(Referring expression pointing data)

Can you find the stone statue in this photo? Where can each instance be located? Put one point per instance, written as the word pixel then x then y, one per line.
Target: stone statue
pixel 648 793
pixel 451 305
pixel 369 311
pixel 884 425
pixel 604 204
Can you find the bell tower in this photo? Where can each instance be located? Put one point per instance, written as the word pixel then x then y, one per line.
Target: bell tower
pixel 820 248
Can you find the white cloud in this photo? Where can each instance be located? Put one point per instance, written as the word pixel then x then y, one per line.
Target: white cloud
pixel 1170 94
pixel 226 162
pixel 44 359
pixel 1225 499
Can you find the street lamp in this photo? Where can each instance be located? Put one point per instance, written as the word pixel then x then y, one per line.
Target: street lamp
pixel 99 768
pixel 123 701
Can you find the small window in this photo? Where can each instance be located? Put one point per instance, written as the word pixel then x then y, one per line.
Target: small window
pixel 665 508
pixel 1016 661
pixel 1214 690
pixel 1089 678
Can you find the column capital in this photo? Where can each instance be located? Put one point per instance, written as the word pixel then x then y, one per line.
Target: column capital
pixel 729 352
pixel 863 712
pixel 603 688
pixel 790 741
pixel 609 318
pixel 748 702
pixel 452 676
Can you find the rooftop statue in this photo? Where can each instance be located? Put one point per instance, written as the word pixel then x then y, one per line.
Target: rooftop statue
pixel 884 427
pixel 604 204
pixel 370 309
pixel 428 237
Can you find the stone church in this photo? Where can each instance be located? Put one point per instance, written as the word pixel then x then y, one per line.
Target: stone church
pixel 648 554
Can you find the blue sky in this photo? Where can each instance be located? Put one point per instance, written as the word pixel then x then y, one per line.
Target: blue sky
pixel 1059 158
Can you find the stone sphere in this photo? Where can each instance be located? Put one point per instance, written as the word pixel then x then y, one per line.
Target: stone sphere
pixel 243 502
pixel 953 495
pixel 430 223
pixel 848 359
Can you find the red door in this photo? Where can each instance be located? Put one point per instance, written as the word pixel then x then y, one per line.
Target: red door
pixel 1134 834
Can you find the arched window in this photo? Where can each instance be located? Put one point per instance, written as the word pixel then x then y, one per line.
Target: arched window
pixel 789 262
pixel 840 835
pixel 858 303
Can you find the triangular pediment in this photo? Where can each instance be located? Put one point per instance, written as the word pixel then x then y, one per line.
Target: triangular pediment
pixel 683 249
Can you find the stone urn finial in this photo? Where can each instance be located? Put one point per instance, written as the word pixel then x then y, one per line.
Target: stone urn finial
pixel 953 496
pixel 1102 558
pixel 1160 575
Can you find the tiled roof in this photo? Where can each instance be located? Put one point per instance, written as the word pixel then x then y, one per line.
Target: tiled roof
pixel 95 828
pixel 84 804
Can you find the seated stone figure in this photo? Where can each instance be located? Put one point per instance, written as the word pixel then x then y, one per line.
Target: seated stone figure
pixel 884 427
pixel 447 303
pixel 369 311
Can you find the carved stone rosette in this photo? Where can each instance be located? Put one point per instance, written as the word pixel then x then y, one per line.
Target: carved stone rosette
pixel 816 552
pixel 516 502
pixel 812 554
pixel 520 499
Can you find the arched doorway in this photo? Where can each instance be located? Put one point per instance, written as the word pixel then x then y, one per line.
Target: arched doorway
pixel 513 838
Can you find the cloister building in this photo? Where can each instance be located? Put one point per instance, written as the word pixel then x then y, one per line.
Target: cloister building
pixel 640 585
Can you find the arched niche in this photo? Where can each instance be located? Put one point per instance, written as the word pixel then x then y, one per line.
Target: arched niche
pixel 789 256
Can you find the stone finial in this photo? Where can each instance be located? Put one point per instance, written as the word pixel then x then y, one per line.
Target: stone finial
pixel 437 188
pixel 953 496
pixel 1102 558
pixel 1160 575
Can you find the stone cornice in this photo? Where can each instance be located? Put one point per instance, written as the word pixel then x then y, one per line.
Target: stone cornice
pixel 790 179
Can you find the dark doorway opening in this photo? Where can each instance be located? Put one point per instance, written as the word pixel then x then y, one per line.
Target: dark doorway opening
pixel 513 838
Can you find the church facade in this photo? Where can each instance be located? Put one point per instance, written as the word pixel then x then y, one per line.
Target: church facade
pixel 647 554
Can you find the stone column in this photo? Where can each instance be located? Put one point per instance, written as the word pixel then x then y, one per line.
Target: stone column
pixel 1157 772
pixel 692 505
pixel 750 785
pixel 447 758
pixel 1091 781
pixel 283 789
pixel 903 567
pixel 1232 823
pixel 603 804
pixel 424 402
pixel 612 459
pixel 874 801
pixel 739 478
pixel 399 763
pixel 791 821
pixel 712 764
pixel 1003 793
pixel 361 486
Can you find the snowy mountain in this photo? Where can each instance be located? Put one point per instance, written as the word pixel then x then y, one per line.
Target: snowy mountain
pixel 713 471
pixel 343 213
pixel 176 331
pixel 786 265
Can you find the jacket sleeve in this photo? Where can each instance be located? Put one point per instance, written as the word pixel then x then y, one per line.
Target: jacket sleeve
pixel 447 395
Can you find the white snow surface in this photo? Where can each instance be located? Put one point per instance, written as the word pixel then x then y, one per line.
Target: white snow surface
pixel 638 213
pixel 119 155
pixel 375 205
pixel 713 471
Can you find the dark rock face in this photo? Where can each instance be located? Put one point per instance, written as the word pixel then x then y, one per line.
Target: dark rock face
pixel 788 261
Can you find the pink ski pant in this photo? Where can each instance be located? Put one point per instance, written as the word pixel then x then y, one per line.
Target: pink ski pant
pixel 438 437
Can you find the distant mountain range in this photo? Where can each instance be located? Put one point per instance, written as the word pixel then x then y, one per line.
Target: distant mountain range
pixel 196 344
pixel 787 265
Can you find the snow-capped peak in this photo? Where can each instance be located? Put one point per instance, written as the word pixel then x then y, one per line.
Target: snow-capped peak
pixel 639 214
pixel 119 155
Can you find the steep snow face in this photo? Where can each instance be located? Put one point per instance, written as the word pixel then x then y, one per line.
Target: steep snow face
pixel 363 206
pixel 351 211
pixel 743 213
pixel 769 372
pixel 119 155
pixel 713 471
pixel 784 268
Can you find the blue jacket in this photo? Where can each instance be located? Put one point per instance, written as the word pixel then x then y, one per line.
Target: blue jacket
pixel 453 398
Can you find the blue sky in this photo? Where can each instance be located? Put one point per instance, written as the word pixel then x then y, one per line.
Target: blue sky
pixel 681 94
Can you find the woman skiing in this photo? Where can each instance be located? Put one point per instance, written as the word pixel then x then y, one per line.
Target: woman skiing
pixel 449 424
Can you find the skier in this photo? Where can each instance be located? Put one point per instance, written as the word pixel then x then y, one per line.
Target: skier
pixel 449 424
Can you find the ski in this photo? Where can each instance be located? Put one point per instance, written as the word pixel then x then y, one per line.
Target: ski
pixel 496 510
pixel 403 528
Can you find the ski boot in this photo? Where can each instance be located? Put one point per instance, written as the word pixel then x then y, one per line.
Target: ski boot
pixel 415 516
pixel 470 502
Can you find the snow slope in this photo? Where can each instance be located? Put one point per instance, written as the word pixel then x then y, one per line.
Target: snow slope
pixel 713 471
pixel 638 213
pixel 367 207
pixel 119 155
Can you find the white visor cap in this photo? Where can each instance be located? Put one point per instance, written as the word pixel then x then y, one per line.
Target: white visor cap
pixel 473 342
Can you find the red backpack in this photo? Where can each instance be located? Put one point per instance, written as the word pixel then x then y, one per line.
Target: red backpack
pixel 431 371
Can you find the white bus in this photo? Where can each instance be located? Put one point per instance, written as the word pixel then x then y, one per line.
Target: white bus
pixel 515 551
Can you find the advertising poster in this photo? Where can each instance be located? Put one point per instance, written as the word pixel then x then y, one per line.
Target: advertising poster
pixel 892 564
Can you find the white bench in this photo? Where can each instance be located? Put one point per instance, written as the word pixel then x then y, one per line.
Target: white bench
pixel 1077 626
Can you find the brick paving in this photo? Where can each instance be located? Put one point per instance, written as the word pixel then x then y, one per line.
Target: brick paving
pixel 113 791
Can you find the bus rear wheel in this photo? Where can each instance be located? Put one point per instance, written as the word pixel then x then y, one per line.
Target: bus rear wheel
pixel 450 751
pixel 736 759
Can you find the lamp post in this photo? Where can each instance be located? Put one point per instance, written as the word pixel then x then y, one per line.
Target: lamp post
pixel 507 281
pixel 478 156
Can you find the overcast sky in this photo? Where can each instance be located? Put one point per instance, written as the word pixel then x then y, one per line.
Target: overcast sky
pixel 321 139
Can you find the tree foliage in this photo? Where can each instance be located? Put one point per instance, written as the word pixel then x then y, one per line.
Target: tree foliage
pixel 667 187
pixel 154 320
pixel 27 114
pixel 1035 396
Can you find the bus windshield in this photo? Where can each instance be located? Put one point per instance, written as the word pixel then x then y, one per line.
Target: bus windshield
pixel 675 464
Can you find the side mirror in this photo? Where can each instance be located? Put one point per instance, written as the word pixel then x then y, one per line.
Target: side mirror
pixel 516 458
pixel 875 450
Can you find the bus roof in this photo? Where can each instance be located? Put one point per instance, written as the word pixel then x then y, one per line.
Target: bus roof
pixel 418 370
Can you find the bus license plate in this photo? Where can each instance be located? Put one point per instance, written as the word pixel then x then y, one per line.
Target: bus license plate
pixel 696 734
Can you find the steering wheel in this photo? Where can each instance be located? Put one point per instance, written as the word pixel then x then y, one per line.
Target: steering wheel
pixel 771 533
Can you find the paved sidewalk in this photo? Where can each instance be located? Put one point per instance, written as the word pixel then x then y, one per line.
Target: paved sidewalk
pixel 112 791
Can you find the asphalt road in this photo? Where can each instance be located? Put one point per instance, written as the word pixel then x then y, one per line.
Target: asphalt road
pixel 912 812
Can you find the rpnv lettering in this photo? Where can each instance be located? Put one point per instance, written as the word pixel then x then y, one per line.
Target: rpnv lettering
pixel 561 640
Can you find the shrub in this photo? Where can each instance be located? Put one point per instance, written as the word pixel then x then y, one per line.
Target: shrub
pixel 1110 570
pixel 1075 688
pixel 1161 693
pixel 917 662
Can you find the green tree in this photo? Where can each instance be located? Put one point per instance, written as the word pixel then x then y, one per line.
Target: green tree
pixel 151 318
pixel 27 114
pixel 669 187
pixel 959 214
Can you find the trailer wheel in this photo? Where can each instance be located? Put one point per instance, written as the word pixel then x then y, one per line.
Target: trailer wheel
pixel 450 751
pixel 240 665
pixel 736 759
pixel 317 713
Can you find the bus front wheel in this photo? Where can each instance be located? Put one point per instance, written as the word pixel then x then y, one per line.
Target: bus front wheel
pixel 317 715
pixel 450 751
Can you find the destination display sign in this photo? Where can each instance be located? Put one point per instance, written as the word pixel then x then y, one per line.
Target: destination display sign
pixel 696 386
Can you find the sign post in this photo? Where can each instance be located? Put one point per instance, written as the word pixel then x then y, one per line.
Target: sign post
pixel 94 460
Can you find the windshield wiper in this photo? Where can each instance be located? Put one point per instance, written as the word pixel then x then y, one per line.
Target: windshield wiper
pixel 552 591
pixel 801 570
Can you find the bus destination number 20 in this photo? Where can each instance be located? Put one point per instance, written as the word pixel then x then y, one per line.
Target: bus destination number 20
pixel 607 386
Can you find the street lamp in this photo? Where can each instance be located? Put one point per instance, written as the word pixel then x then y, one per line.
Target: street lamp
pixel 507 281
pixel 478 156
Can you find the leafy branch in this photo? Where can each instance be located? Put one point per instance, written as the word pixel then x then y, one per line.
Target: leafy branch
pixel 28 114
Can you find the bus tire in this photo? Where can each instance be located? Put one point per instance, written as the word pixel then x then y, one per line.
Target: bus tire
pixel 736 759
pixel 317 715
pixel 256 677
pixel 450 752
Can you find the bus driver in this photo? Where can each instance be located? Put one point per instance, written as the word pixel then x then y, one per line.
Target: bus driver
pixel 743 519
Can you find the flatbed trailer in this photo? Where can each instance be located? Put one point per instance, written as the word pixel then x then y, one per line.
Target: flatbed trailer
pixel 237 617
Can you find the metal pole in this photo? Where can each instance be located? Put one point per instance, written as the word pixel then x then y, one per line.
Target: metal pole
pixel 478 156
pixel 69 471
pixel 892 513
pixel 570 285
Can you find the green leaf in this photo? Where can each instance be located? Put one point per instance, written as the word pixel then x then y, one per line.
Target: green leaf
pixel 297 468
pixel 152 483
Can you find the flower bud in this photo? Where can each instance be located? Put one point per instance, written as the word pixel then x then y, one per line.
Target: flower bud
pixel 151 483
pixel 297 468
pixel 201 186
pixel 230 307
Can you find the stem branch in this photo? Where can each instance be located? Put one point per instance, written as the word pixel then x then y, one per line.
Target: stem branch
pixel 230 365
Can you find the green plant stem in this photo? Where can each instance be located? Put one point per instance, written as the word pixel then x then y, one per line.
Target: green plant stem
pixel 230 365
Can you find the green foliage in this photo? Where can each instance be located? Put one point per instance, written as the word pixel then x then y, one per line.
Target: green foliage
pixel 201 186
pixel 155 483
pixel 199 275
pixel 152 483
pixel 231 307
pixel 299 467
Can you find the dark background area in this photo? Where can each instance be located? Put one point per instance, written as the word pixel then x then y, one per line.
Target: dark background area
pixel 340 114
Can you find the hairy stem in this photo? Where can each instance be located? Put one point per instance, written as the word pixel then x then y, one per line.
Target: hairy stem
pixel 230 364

> **What to work on**
The lines from the one containing "Target: dark background area" through the last line of the records are to be transcribed exactly, with nothing else added.

> **Solved exercise**
Target: dark background area
pixel 340 114
Can you find the hairy stem in this photo? Where can each instance be located? Put one point per instance, written as the word pixel then x then y, one per line.
Target: hairy stem
pixel 230 364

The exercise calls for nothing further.